Note that Eq. 3 uses a different approach than used for Eqs. 1 and 2. This is because unlike the timberland attributes, we do not have any potential over-counting of electricity generation across zones.

2.4 Explanatory variables associated with changes in timberland attributes

Changes in forest resources around wood-using power plants are caused by many factors including forest management and policies, land use changes, forest types, natural disasters, wood industries, and the power plants themselves. To have a comprehensive understanding, we gathered a set of explanatory variables that represent the most influential factors related to landscape changes within the analysis areas (Table 2).

We included four variables to determine changes in timberland conditions associated with biopower generation. These were as follows: a dichotomous variable distinguishing biopower generators from non-biopower generators to discern overall biopower effects, total biopower generation over each three-year forest inventory window to evaluate effects of bioenergy generation, average years of biopower operation to control temporal effects of the biopower plants’ presence, and number of biopower plants whose procurement zones intersect with an analysis area to estimate the effect of increased pressure on forest resources.

**********

• **Stated exercise a**:
List each line of the entries that contains the string "water".
The biopower passage has no connection to the entries.

(Excerpts from a pointing dataset)
**********

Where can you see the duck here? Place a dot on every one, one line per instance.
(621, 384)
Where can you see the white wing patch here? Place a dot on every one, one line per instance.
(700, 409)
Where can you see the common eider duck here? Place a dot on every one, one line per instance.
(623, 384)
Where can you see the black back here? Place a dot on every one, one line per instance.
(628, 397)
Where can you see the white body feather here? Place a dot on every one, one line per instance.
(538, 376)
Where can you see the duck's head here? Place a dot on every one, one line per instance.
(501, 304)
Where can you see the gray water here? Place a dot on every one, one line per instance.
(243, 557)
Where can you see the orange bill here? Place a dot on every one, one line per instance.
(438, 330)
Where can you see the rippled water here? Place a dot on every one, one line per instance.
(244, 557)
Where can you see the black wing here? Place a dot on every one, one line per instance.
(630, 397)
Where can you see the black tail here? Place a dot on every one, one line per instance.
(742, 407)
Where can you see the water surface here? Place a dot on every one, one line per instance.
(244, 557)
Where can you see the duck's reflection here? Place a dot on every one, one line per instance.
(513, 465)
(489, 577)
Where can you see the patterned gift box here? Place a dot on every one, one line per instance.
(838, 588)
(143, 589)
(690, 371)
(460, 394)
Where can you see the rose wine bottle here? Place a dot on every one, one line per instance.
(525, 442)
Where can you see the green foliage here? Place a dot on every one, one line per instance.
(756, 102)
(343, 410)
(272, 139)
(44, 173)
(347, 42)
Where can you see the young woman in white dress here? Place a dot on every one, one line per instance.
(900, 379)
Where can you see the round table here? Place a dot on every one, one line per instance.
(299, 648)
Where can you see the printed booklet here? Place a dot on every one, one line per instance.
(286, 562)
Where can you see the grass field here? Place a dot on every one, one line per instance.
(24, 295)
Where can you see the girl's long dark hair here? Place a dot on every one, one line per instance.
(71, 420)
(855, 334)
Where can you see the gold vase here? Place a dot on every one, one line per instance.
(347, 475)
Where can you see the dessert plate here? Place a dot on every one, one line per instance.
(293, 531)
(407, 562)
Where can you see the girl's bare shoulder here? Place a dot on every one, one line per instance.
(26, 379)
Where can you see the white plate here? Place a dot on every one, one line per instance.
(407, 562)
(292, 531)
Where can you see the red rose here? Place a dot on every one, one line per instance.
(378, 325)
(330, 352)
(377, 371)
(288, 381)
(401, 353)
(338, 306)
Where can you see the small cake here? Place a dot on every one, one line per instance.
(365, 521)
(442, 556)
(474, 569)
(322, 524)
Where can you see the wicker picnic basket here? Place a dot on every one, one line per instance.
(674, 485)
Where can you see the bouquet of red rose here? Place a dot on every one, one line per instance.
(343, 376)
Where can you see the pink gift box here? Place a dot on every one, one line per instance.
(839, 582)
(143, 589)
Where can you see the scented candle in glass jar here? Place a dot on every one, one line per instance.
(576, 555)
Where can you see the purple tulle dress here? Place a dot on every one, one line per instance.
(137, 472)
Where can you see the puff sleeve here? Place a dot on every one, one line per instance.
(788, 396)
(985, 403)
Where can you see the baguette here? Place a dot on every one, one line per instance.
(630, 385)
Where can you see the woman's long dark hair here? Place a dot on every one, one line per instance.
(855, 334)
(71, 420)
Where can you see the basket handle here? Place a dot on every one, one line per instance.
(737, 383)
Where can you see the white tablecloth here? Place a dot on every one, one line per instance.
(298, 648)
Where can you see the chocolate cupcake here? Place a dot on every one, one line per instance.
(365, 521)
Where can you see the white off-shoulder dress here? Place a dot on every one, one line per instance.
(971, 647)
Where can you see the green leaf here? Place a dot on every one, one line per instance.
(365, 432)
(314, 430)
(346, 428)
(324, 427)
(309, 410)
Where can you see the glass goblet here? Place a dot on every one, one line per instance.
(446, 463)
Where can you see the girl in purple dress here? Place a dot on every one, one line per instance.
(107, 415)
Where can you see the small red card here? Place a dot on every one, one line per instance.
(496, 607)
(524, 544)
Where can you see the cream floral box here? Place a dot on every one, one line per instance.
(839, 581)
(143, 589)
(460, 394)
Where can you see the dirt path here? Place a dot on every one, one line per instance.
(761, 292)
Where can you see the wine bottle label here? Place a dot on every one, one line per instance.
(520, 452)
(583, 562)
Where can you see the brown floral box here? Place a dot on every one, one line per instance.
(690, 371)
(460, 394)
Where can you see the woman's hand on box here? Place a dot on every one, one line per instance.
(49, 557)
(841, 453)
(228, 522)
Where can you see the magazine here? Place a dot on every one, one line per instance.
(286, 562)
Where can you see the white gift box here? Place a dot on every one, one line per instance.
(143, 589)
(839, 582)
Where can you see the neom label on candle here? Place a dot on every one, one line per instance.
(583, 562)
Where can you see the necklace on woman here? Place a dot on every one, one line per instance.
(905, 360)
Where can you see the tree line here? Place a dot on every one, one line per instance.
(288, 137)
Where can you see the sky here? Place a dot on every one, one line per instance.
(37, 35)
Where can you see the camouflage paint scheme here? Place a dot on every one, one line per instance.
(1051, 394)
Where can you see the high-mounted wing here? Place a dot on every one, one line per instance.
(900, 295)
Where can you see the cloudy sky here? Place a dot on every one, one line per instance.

**********

• **Stated exercise b**:
Does each statement agree with the biopower passage? (i) Natural disasters are among the factors behind changes in forest resources around wood-using power plants. (ii) Eq. 3 takes the same approach as Eqs. 1 and 2. (iii) Five variables were included to determine changes in timberland conditions associated with biopower generation. Give yes or no for each, quoting the deciding words.

• **Exercise solution a**:
Where can you see the gray water here? Place a dot on every one, one line per instance.
Where can you see the rippled water here? Place a dot on every one, one line per instance.
Where can you see the water surface here? Place a dot on every one, one line per instance.

• **Exercise solution b**:
(i) Yes: "natural disasters"
(ii) No: "Eq. 3 uses a different approach than used for Eqs. 1 and 2"
(iii) No: "We included four variables to determine changes in timberland conditions associated with biopower generation"